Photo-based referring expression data
★ ★ ★ ★ ★

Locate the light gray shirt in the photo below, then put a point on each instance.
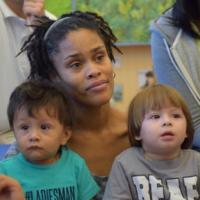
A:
(134, 177)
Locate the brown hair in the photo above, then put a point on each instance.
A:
(154, 98)
(34, 95)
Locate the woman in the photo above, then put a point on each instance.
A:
(175, 41)
(78, 49)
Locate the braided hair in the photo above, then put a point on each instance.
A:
(47, 35)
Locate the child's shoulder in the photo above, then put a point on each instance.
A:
(71, 155)
(129, 153)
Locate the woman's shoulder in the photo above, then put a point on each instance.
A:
(118, 122)
(164, 26)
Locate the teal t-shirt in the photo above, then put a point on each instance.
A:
(67, 179)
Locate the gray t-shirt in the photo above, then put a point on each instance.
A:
(134, 177)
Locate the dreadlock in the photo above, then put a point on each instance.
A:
(47, 35)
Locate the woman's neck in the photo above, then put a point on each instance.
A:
(16, 6)
(89, 118)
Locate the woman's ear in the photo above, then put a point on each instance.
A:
(66, 136)
(138, 138)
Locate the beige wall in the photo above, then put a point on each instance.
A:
(135, 59)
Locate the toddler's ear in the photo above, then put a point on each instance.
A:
(138, 138)
(66, 136)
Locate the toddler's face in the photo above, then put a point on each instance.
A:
(163, 132)
(39, 137)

★ ★ ★ ★ ★

(What you need to do): All lines in the entries above that hold the word "shirt" need to be copied.

(Solution to this exercise):
Locate the light gray shirt in the photo below, then put a point on each instance.
Locate the teal t-shirt in the photo above, then put a point on each instance.
Locate the gray t-shirt in the photo above, then put a point on each instance.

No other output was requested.